• _Written exercise_
Count the lines below that contain the string "watermark", treating uppercase and lowercase letters as different. Reply with the number alone.

• _The data_
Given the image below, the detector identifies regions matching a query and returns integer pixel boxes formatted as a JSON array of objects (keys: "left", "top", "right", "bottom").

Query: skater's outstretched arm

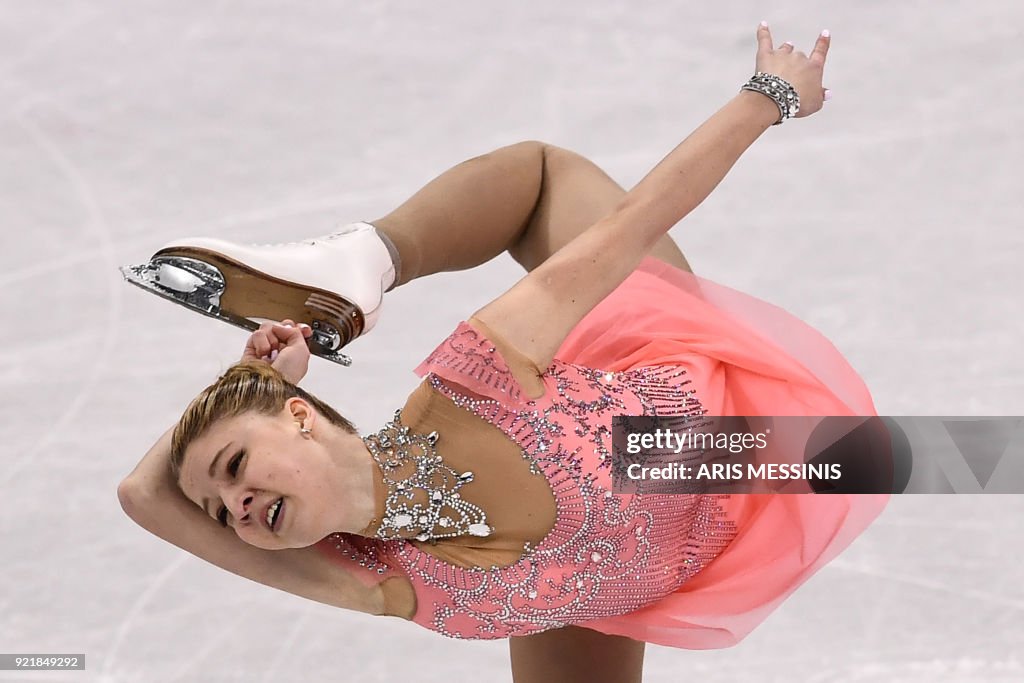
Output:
[{"left": 475, "top": 27, "right": 828, "bottom": 378}]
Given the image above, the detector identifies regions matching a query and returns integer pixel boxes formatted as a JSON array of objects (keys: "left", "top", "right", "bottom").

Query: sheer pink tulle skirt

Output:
[{"left": 557, "top": 258, "right": 888, "bottom": 649}]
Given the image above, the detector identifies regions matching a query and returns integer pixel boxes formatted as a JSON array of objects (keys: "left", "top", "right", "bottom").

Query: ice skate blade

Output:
[{"left": 121, "top": 253, "right": 362, "bottom": 367}]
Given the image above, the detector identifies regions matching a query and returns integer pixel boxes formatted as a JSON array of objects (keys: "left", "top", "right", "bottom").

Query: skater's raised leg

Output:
[{"left": 373, "top": 141, "right": 690, "bottom": 284}]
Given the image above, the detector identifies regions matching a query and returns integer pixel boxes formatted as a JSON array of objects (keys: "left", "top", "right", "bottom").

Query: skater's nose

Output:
[{"left": 224, "top": 489, "right": 253, "bottom": 524}]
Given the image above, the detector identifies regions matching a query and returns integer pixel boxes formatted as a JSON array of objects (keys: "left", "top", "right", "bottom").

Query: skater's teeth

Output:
[{"left": 266, "top": 498, "right": 285, "bottom": 530}]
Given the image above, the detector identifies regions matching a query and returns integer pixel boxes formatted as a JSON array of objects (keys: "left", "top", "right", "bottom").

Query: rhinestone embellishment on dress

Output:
[{"left": 362, "top": 411, "right": 494, "bottom": 542}]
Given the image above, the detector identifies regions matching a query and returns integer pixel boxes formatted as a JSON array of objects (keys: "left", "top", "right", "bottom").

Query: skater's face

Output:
[{"left": 178, "top": 398, "right": 369, "bottom": 550}]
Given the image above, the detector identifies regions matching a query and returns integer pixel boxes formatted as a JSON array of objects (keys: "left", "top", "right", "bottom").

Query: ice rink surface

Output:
[{"left": 0, "top": 0, "right": 1024, "bottom": 683}]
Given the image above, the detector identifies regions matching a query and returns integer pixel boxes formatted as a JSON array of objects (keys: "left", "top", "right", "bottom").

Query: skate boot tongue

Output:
[{"left": 121, "top": 223, "right": 395, "bottom": 366}]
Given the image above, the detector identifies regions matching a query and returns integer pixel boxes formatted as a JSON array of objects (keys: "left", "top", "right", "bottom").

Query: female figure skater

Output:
[{"left": 119, "top": 24, "right": 884, "bottom": 683}]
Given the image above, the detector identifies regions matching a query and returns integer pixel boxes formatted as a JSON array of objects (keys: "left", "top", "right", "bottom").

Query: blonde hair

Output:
[{"left": 170, "top": 360, "right": 355, "bottom": 481}]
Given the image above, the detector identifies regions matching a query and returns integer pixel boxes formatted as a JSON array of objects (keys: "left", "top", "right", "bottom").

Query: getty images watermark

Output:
[{"left": 611, "top": 415, "right": 1024, "bottom": 494}]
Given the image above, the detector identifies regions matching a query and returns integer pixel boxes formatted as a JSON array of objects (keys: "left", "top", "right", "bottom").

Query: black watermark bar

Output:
[
  {"left": 0, "top": 653, "right": 85, "bottom": 671},
  {"left": 612, "top": 415, "right": 1024, "bottom": 494}
]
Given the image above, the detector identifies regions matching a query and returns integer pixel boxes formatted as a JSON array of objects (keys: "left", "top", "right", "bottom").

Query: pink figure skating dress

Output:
[{"left": 317, "top": 258, "right": 887, "bottom": 648}]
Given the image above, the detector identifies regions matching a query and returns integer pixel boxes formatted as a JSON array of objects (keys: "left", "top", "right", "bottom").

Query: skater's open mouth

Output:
[{"left": 263, "top": 498, "right": 285, "bottom": 531}]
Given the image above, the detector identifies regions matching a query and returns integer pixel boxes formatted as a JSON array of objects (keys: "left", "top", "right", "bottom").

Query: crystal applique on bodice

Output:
[{"left": 319, "top": 324, "right": 735, "bottom": 638}]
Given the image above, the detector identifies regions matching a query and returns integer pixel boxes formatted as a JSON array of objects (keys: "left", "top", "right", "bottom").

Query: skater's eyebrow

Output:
[{"left": 203, "top": 441, "right": 234, "bottom": 515}]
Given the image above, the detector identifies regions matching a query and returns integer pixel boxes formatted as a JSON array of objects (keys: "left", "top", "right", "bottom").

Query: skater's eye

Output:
[{"left": 227, "top": 451, "right": 246, "bottom": 476}]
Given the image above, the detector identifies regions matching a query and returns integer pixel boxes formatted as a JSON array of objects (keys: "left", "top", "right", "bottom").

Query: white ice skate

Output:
[{"left": 121, "top": 223, "right": 395, "bottom": 366}]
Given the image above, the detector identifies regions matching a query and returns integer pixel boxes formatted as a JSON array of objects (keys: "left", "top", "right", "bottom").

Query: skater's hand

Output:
[
  {"left": 756, "top": 26, "right": 831, "bottom": 119},
  {"left": 242, "top": 321, "right": 313, "bottom": 384}
]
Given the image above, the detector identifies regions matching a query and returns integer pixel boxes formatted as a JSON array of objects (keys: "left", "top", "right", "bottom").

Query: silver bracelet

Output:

• _Reply_
2